Rows from a segmentation dataset
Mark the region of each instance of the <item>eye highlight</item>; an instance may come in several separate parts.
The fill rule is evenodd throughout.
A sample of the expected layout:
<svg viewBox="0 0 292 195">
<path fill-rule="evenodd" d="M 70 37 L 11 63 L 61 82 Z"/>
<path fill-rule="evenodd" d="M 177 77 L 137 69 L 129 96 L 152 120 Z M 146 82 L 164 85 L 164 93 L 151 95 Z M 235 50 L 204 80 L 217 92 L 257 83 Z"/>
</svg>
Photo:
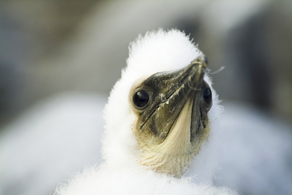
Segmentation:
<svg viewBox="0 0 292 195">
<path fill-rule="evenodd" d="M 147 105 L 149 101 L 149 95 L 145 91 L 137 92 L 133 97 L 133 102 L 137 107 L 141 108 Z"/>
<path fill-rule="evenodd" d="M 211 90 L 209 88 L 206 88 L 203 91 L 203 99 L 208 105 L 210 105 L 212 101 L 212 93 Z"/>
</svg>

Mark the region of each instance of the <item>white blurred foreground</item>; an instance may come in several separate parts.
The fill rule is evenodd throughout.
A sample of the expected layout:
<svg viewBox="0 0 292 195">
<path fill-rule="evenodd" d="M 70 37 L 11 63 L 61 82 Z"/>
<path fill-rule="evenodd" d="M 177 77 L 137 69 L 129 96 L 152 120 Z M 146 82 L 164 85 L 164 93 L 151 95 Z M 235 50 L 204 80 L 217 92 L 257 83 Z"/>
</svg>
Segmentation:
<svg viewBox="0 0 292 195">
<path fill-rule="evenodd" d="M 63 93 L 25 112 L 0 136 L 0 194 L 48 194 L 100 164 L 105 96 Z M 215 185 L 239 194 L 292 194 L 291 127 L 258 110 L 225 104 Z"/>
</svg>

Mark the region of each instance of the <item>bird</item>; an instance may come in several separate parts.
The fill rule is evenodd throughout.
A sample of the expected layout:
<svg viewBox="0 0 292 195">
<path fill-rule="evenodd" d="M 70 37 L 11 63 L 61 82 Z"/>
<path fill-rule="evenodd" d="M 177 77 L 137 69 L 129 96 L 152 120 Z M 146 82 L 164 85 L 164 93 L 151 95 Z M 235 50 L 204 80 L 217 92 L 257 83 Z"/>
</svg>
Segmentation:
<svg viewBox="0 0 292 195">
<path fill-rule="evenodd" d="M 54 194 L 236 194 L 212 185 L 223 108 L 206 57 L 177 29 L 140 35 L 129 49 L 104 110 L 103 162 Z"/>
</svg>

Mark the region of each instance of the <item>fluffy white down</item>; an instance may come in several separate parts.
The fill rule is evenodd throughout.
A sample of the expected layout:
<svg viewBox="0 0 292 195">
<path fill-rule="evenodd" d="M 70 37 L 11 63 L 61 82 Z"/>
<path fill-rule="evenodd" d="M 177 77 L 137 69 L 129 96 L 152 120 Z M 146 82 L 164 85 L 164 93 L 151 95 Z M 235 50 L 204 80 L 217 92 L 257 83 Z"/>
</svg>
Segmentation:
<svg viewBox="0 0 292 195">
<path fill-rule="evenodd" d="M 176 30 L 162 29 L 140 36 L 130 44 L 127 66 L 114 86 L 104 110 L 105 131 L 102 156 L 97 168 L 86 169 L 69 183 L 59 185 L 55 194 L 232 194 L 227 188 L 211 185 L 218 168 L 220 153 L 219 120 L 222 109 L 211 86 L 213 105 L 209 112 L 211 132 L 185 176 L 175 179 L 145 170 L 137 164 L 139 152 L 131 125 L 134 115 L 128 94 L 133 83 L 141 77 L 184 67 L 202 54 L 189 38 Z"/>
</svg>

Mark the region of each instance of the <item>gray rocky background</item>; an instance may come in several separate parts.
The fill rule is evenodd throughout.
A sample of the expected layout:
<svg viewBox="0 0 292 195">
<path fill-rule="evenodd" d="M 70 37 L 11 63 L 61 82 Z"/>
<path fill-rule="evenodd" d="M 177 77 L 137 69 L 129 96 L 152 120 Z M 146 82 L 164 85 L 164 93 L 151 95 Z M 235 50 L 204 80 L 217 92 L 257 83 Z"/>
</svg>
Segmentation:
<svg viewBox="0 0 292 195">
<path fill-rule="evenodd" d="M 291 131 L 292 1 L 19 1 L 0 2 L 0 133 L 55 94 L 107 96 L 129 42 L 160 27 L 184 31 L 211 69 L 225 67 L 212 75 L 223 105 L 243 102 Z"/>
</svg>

• _Challenge_: Recast every line of the rows above as a Markdown table with the columns "No." and "Line", numbering the lines in order and dropping blank ones. Leave the pictures out of the table.

• _Solution for this task_:
| No. | Line |
|---|---|
| 1 | Mark the region of each instance of the <item>eye highlight</item>; an instance may come in several separate parts. |
| 2 | The fill rule is evenodd throughout. |
| 3 | A sample of the expected layout: |
| 4 | <svg viewBox="0 0 292 195"> |
| 5 | <path fill-rule="evenodd" d="M 70 37 L 11 63 L 61 82 Z"/> |
| 6 | <path fill-rule="evenodd" d="M 177 77 L 137 69 L 129 96 L 152 120 Z M 146 82 L 164 85 L 164 93 L 151 95 Z M 235 50 L 204 80 L 217 92 L 257 83 Z"/> |
| 7 | </svg> |
| 8 | Photo: |
| 9 | Segmentation: |
| 10 | <svg viewBox="0 0 292 195"> |
| 11 | <path fill-rule="evenodd" d="M 147 105 L 149 101 L 149 95 L 145 91 L 137 92 L 133 97 L 133 102 L 137 107 L 141 108 Z"/> |
| 12 | <path fill-rule="evenodd" d="M 211 90 L 209 88 L 206 88 L 203 91 L 203 99 L 208 105 L 210 105 L 212 101 L 212 93 Z"/> |
| 13 | </svg> |
| 14 | Mark the region of each instance of the <item>white blurred foreground</item>; an instance may come in several separate parts. |
| 15 | The fill rule is evenodd throughout. |
| 16 | A sample of the expected layout: |
| 17 | <svg viewBox="0 0 292 195"> |
| 18 | <path fill-rule="evenodd" d="M 70 37 L 11 63 L 61 82 Z"/> |
| 19 | <path fill-rule="evenodd" d="M 177 77 L 137 69 L 129 96 L 152 120 Z M 146 82 L 164 85 L 164 93 L 151 95 Z M 235 50 L 204 80 L 217 92 L 257 83 Z"/> |
| 20 | </svg> |
| 21 | Segmentation: |
| 22 | <svg viewBox="0 0 292 195"> |
| 23 | <path fill-rule="evenodd" d="M 63 93 L 25 112 L 0 136 L 0 194 L 48 194 L 100 164 L 105 96 Z M 215 185 L 239 194 L 292 194 L 291 127 L 258 110 L 225 104 Z"/> |
| 24 | </svg> |
| 25 | Mark the region of each instance of the <item>bird</item>; an instance may come in several separate parts. |
| 26 | The fill rule is evenodd throughout. |
| 27 | A sample of the expected layout: |
| 28 | <svg viewBox="0 0 292 195"> |
| 29 | <path fill-rule="evenodd" d="M 70 37 L 11 63 L 61 82 Z"/> |
| 30 | <path fill-rule="evenodd" d="M 177 77 L 137 69 L 129 96 L 152 120 Z M 146 82 L 164 85 L 164 93 L 151 95 Z M 235 50 L 204 80 L 217 92 L 257 83 Z"/> |
| 31 | </svg> |
| 32 | Segmentation: |
| 33 | <svg viewBox="0 0 292 195"> |
| 34 | <path fill-rule="evenodd" d="M 54 194 L 236 194 L 212 185 L 223 108 L 206 57 L 177 29 L 140 35 L 129 49 L 104 110 L 103 162 Z"/> |
| 35 | </svg> |
| 36 | Mark the region of each instance of the <item>fluffy white down</item>; an instance may come in several separate parts. |
| 37 | The fill rule is evenodd throughout. |
| 38 | A sample of the expected layout: |
| 39 | <svg viewBox="0 0 292 195"> |
| 40 | <path fill-rule="evenodd" d="M 70 37 L 11 63 L 61 82 Z"/> |
| 41 | <path fill-rule="evenodd" d="M 177 77 L 137 69 L 129 96 L 152 120 Z M 146 82 L 164 85 L 164 93 L 151 95 Z M 235 50 L 204 80 L 217 92 L 257 83 Z"/> |
| 42 | </svg> |
| 43 | Segmentation: |
| 44 | <svg viewBox="0 0 292 195"> |
| 45 | <path fill-rule="evenodd" d="M 176 30 L 162 29 L 140 36 L 130 44 L 127 66 L 114 86 L 104 110 L 105 131 L 102 156 L 97 168 L 86 169 L 69 183 L 59 185 L 55 194 L 232 194 L 227 188 L 211 185 L 218 168 L 220 153 L 219 120 L 222 109 L 211 86 L 213 105 L 209 112 L 211 132 L 185 176 L 175 179 L 145 170 L 137 164 L 139 152 L 131 125 L 134 115 L 128 94 L 133 83 L 141 77 L 184 67 L 202 54 L 189 38 Z"/> |
| 46 | </svg> |
| 47 | Mark the region of each instance of the <item>gray rocky background</item>; an instance may come in several separate parts. |
| 48 | The fill rule is evenodd throughout. |
| 49 | A sample of the expected layout: |
| 50 | <svg viewBox="0 0 292 195"> |
| 51 | <path fill-rule="evenodd" d="M 70 37 L 11 63 L 61 82 Z"/> |
| 52 | <path fill-rule="evenodd" d="M 177 77 L 137 69 L 129 96 L 152 120 Z M 146 82 L 164 85 L 164 93 L 151 95 Z M 235 50 L 204 80 L 217 92 L 257 83 Z"/> |
| 53 | </svg> |
| 54 | Segmentation: |
| 55 | <svg viewBox="0 0 292 195"> |
| 56 | <path fill-rule="evenodd" d="M 291 131 L 292 1 L 19 1 L 0 2 L 0 133 L 55 94 L 107 96 L 129 42 L 160 27 L 184 31 L 211 69 L 225 67 L 212 75 L 223 105 L 243 102 Z"/> |
| 57 | </svg> |